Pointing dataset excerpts
━━━━

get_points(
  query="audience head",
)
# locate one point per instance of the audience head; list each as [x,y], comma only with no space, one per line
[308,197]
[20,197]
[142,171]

━━━━

• _WHAT THE TASK REQUIRES_:
Rewrite the rows above, changing every "audience head" to "spectator head" and leaving all other text unchanged.

• _EXERCISE RESPONSE_:
get_points(
  query="spectator head",
)
# locate one point per instance of the spectator head; list each as [x,y], comma only with no space, one per line
[308,197]
[20,197]
[142,171]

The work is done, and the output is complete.